Nothing should be omitted: restate the full listing word for word.

╭──

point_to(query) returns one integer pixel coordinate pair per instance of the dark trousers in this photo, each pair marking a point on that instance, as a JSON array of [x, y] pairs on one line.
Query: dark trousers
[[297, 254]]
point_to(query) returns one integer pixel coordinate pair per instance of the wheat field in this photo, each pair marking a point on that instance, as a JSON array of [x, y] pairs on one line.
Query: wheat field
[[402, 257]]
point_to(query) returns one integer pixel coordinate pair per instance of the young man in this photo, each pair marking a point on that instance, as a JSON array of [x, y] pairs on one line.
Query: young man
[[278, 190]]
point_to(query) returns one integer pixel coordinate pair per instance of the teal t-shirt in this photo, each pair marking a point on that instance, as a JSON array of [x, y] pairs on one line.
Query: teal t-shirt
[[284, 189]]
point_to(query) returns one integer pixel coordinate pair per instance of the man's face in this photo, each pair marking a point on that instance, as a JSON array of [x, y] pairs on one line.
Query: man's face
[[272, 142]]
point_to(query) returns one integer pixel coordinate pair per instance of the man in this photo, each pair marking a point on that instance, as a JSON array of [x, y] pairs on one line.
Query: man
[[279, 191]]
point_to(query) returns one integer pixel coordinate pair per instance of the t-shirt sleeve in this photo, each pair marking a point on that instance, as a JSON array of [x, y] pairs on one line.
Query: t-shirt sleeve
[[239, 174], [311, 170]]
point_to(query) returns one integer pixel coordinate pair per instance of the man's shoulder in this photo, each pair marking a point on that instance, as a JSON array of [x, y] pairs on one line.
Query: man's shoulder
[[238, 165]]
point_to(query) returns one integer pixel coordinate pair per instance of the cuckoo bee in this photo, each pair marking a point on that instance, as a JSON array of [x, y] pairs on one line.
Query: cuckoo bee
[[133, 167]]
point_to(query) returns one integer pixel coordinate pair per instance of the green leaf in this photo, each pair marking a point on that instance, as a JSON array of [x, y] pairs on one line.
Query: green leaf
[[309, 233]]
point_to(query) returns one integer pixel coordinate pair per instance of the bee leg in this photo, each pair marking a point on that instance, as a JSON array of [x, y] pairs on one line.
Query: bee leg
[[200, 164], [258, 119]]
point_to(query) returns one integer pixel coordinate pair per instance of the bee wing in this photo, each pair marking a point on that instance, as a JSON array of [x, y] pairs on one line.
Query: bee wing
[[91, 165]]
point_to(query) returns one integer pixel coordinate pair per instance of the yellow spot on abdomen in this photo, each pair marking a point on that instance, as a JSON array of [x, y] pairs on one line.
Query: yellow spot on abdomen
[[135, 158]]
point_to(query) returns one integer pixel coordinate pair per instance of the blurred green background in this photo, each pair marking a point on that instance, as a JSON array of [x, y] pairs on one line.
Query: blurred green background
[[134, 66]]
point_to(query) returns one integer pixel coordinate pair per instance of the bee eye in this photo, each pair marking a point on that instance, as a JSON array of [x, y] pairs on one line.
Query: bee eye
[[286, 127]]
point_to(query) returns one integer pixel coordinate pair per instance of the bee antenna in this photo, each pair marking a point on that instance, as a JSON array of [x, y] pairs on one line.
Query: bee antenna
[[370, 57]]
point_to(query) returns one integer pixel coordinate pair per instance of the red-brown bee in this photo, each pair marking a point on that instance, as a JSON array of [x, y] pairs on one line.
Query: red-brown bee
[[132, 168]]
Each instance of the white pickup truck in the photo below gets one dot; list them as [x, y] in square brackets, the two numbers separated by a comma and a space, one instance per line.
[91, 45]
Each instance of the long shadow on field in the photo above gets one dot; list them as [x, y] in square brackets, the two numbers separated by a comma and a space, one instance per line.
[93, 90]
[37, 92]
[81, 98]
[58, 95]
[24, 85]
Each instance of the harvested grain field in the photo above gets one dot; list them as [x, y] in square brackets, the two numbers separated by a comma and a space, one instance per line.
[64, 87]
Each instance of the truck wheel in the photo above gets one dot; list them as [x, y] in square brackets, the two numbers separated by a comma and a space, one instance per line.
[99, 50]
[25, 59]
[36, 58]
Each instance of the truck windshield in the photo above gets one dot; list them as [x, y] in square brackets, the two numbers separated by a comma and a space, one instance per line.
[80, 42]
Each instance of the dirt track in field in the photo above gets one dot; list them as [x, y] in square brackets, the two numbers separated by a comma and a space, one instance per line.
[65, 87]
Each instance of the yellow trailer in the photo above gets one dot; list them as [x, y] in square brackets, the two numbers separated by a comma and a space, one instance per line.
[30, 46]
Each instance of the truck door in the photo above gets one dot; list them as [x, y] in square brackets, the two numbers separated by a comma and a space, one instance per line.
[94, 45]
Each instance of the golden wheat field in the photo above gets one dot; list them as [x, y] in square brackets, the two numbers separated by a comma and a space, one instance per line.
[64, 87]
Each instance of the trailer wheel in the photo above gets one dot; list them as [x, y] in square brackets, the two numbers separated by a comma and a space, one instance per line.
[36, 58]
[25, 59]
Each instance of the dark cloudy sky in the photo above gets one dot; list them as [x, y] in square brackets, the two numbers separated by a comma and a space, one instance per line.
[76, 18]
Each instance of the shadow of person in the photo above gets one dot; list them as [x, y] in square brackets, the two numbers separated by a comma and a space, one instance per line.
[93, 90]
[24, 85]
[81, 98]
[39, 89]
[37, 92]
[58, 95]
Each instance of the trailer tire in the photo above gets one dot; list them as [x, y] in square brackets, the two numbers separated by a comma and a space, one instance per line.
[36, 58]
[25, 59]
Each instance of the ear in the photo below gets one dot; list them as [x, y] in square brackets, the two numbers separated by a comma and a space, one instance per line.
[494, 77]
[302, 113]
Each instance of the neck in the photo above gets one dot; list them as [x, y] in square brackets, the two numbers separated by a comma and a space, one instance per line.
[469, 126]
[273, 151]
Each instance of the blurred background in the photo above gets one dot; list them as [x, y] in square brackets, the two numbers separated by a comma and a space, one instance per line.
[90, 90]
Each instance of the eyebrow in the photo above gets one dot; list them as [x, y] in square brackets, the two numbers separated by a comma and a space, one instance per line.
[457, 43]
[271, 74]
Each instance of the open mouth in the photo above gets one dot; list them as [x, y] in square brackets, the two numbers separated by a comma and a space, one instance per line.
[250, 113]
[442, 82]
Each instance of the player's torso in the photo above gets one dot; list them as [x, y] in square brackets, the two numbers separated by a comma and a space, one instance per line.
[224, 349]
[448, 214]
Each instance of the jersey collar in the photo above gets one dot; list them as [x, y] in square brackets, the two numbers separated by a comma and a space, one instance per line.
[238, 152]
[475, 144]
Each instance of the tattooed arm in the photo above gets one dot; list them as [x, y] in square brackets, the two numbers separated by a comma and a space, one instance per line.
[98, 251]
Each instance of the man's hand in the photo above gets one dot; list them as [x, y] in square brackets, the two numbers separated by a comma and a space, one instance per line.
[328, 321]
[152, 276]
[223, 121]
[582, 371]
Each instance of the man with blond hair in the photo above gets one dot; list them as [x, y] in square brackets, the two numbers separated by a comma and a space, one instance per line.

╰──

Reply:
point_to(query) returns one integer pixel coordinate pair per instance of the dark trousers in this photo, each pair marking a point on that instance, as a JSON array of [x, y] pairs on one line.
Query: dark trousers
[[297, 254]]
point_to(query) returns one integer pixel coordinate pair per instance of the wheat field in this photo, each pair marking a point on that instance, as a JSON array of [x, y] pairs on one line.
Query: wheat field
[[402, 257]]
point_to(query) returns one integer pixel coordinate pair per instance of the young man in this photo, each pair marking a point on that instance, as a JSON array of [x, y] pairs on one line.
Query: young man
[[278, 190]]
point_to(query) returns one integer pixel coordinate pair per instance of the teal t-shirt in this photo, each pair marking a point on that instance, as a JSON array of [x, y] pairs on one line.
Query: teal t-shirt
[[284, 189]]
point_to(query) returns one integer pixel coordinate pair per instance of the man's face in this photo, each pair marking a point on that instance, as a JSON array of [x, y] pairs on one line.
Query: man's face
[[272, 142]]
point_to(query) returns one integer pixel coordinate pair per instance of the man in this photo, each pair marking a point on that instance, as a JSON array of [x, y] pairs on one line.
Query: man
[[279, 191]]
point_to(query) returns one integer pixel coordinate pair per instance of the t-shirt sleeve in this photo, each pair marking a point on that instance, as a JSON array of [x, y] pairs on one line.
Query: t-shirt sleeve
[[239, 174], [311, 170]]
point_to(query) returns one integer pixel coordinate pair per instance of the man's shoulder in this photo, each pair marking a point on that instance, as a JSON array of [x, y] pairs on one line.
Query: man's shoulder
[[238, 165]]
point_to(query) returns one integer pixel coordinate pair per instance of the cuckoo bee in this photo, each pair marking a point on that instance, as a JSON array of [x, y] pairs on one line.
Query: cuckoo bee
[[133, 167]]
point_to(query) returns one integer pixel coordinate pair per instance of the green leaf in this photo, each pair marking a point on that instance, as a JSON array of [x, y] pairs on one line.
Query: green leaf
[[309, 233]]
point_to(query) returns one integer pixel coordinate pair per instance of the bee leg in this photo, each pair marking a point on that instance, as a JSON array of [x, y] pairs on one line.
Query: bee leg
[[200, 164], [258, 119]]
point_to(query) returns one integer pixel coordinate pair per instance of the bee wing in this photo, each pair marking a point on that instance, as a JSON array of [x, y] pairs on one line.
Query: bee wing
[[91, 165]]
point_to(query) returns one integer pixel coordinate pair per instance of the yellow spot on abdomen in this photo, each pair marking a point on that instance, as a JSON array of [x, y] pairs on one line.
Query: yellow spot on abdomen
[[135, 158]]
point_to(query) returns one integer pixel coordinate pair per instance of the blurred green background in this photo, each pair marking a point on that instance, as a JSON array of [x, y] pairs on one line.
Query: blurred green background
[[134, 66]]
point_to(query) returns one integer pixel coordinate pair per instance of the bee eye in this photo, each pair marking a point on that instance, as a JSON array of [x, y] pairs on one line.
Query: bee eye
[[286, 127]]
point_to(query) returns one integer pixel coordinate pair per instance of the bee antenna in this photo, each pair marking a point on that instance, as a JSON array of [x, y] pairs on one line.
Query: bee antenna
[[370, 57]]
point_to(query) returns one integer pixel coordinate pair per instance of the red-brown bee in this photo, each pair marking a point on that instance, as a JSON array of [x, y] pairs on one line.
Query: red-brown bee
[[132, 168]]
Each instance of the white pickup truck in the photo below gets one dot; list them as [x, y] in square brackets, the two numbers separated by a comma and a space, one instance per line.
[91, 45]
Each instance of the long shadow on field in the photo above gets one dot; list them as [x, y] in square brackets, the two numbers separated by a comma and a space, one instance per line.
[93, 90]
[37, 92]
[81, 98]
[58, 95]
[24, 85]
Each instance of the harvested grain field in the photo above gets one dot; list them as [x, y] in square brackets, the two numbers separated by a comma and a space, one instance per line.
[64, 87]
Each instance of the truck wheel in the photo above gets one dot; list them as [x, y] in square brackets, the two numbers separated by a comma and a space, one instance per line.
[99, 50]
[25, 59]
[36, 58]
Each instance of the truck windshield in the photo above gets one dot; list them as [x, y] in square brackets, the two numbers separated by a comma and a space, one instance per line.
[80, 42]
Each instance of the dirt track in field in the photo above gets one dot; list them as [x, y] in square brackets, the two numbers separated by a comma and a space, one instance per line.
[65, 87]
Each instance of the yellow trailer in the photo above gets one dot; list them as [x, y] in square brackets, the two numbers separated by a comma and a space, one instance per line.
[30, 46]
Each instance of the truck door in the photo above gets one dot; list them as [x, y] in square brackets, the two numbers separated by a comma and a space, one instance per line.
[94, 45]
Each instance of the golden wheat field in the photo above gets one dot; list them as [x, y] in square brackets, the two numbers separated by a comma and a space, one instance per line.
[64, 87]
Each instance of the trailer wheel in the photo above gets one dot; list them as [x, y] in square brackets, the two numbers separated by a comma and a space, one instance per line.
[36, 58]
[25, 59]
Each instance of the dark cloudy sky in the photo above gets one dot; list them as [x, y] in square brackets, the two numbers separated by a comma and a space, one instance per line.
[76, 18]
Each instance of the shadow of person in the photo above gets one dot; list them as [x, y] in square brackets, the two numbers separated by a comma and a space, one instance per line.
[93, 90]
[24, 85]
[81, 98]
[39, 89]
[37, 92]
[58, 95]
Each instance of the trailer tire in the photo above gets one dot; list them as [x, y] in square brackets, the two numbers separated by a comma and a space, one instance per line.
[36, 58]
[25, 59]
Each instance of the ear in the photo below gets one dot; list them as [x, y] in square brackets, the two numbers separated by a comma and a space, one instance per line.
[494, 77]
[302, 113]
Each instance of the neck in the photo above gets one dot; list them as [x, y] in square brackets, the two numbers separated by a comma and a space, one instance per line.
[469, 126]
[273, 151]
Each instance of the blurred background in the photo above gets one dot; list them as [x, y] in square brackets, the two numbers separated by a comma and a space, one instance per line.
[90, 90]
Each instance of the eyebrow in the photo above gets one dot; list them as [x, y] in square brackets, the two numbers separated by a comma and a space, one instance per line.
[457, 43]
[271, 74]
Each instance of the open mouth in the photo above gets one dot; list them as [x, y] in square brackets, the two numbers separated by a comma and a space, one instance per line.
[250, 113]
[442, 82]
Each instance of the player's torso in the photo above gets one dot; list them as [x, y] in square brackets, the two numbers separated by a comma and a space, one instance per line.
[224, 349]
[448, 214]
Each instance of the jersey collar in the photo above gets one dot; list them as [x, y] in square brackets, the two numbers separated by a comma and a space, one instance per line.
[238, 152]
[475, 144]
Each instance of the tattooed arm in the photo above gets one dot; list them as [x, y] in square brackets, the two numbers separated by a comma and a space, one instance per line.
[98, 251]
Each instance of the man's hand in the photo above gets one dot; list them as [x, y] in square brackets, the two numbers separated by a comma and a space, one instance per line.
[328, 321]
[152, 276]
[223, 121]
[582, 371]
Each instance of the man with blond hair in the photo above gets one dot; list them as [x, y] in square brackets, the two numbers separated by a comma and a space, one instance per line.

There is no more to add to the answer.